July 9, 2015 in Systems
This is a rant. It borrows emotional (and some verbal) inspiration from Lewis Black’s “Big F**king Thing” bit. However, in order to keep things light and professional, I will be using the term “flower” in lieu of the four-letter word that I am using in my head.
It’s not unreasonable that ongoing operations for existing applications, and as a result, remaining profitable, have been and always will be the priority. It’s easy to sit atop an ivory tower and critique all of the shortcomings of the industry (applies anywhere, not even just IT), but the reality is, IT (and specifically network infra) is kind of a mess. And that’s okay! It’s the nature of growing organically - and few disciplines have had to learn this the hard way like network infrastructure. Most importantly, we’re all running businesses here. Nothing takes priority over the need to provide ongoing products and services to customers, and to be honest, the rant contained in this post actually points out the need for changes in our industry to be more conducive to this imperative.
All of that said, I feel like the entire networking industry (as well as other, seemingly better-off disciplines to some degree) is accruing technical debt. We’re unwaveringly focused on the wake of “thought leadership” coming out of the “DevOps”, “Cloud”, or “Software-Defined” camps, and we can’t stop coming up with, and being willing martyrs for every new big project or product that is announced. We can’t stop talking about “NSX vs ACI” despite the fact that I can’t pay someone to build a reliable multicast stack, or support the myriad of services required by IPv6.
We keep talking about how the networking industry has been massively disrupted in the past few years, but honestly much of it seems to be centered on vendors and their new products, which is intensely discouraging to me. I believe the true disruption lies in improvements of methodology and culture, and technology improvements and vendor products are just one small part of that.
As always, I speak for myself, and not my employer. That said…..
Any time I hear about some big new project, product, initiative, standard, whatever…I think of that Lewis Black rant about a Big Flowering Thing. So that’s what I’m going to use to refer to what I’m talking about.
In essence, we have a myriad of projects and products that are taking their own unique approaches to solving problems - which is not in and of itself a bad thing - but they are collapsing under their own weight, and end up being really useful by a fraction of the potential market. Just to call out some examples - we’ve got cloud software trying to solve every problem that has ever existed or will exist, “SDN” fabrics that no one wants to learn how to operate, and all developers, twitter accounts, blogs, and keynote speakers are affiliated with vendors in some way. So the Big Flowering Things described above invent a plugin system - which results in a hundred plugins, many of which do the same thing in a slightly different way. Call it plugins, projects, whatever.
And all of this amidst dump trucks full of “thought leadership”. All this in the name of getting more tech magazine articles written about the Big Flowering Thing. Everyone wants to build a Big Flowering Thing, so they invent a protocol that works with the philosophy behind the Big Flowering Thing, and try to make everyone support BFTP (big flowering thing protocol/project). An RFC is written, describing BFTP. A Twitter personality is created to be the high priest/priestess of BFTP, and wage war against the heathens that would forsake it. Standards bodies are consulted to ensure that the BFTP has a formalized document describing it’s innermost workings.

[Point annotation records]
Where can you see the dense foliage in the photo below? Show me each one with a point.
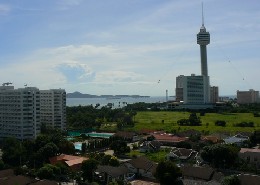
(167, 173)
(220, 155)
(193, 120)
(82, 117)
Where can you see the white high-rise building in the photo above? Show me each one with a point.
(19, 112)
(53, 108)
(192, 89)
(245, 97)
(195, 90)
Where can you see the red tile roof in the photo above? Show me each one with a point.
(72, 161)
(164, 137)
(254, 150)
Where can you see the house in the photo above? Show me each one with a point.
(44, 182)
(109, 174)
(150, 146)
(7, 177)
(19, 180)
(167, 139)
(182, 154)
(142, 167)
(250, 155)
(129, 136)
(246, 179)
(201, 173)
(188, 133)
(238, 139)
(74, 162)
(197, 182)
(211, 138)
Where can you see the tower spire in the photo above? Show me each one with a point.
(202, 14)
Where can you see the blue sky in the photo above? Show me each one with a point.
(127, 46)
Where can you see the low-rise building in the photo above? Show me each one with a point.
(141, 166)
(238, 139)
(250, 155)
(245, 97)
(73, 162)
(182, 154)
(107, 174)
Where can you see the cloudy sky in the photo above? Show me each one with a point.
(127, 46)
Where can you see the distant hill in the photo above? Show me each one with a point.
(80, 95)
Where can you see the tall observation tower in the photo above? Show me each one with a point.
(203, 39)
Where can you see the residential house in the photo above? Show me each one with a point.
(167, 139)
(107, 174)
(74, 162)
(150, 146)
(7, 177)
(142, 167)
(238, 139)
(250, 155)
(182, 154)
(129, 136)
(188, 133)
(247, 179)
(211, 138)
(199, 173)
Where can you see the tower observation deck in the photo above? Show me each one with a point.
(203, 39)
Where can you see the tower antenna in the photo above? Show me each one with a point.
(202, 14)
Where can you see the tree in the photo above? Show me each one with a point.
(230, 180)
(13, 152)
(2, 165)
(88, 168)
(49, 150)
(83, 148)
(220, 155)
(194, 120)
(45, 172)
(167, 173)
(114, 161)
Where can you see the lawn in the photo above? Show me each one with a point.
(167, 121)
(153, 156)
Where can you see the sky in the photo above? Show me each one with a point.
(128, 46)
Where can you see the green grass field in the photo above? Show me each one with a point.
(153, 120)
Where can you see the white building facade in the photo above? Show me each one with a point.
(193, 89)
(245, 97)
(53, 108)
(19, 112)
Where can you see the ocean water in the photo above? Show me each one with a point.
(117, 103)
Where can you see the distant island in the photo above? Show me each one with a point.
(80, 95)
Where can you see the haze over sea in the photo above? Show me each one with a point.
(118, 102)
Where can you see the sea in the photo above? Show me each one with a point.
(115, 102)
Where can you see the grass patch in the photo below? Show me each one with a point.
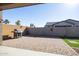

## What to do
1. In the networking rant, what term does the author use in place of the four-letter word in their head?
2. Arrange the entries as a numbered list, beginning at the line that contains "Where can you see the distant island" and continuing through the end of the entries. Leave out blank lines and the pictures.

## Expected responses
1. "Flower"

2.
1. Where can you see the distant island in the photo above? Show me each one with a point.
2. (80, 95)
3. Where can you see the haze over sea in the photo above? Show me each one with a point.
4. (118, 102)
5. Where can you see the sea in the photo above? Show me each one with a point.
6. (115, 102)
7. Where can you see the grass patch in the photo below? Show me each one with a point.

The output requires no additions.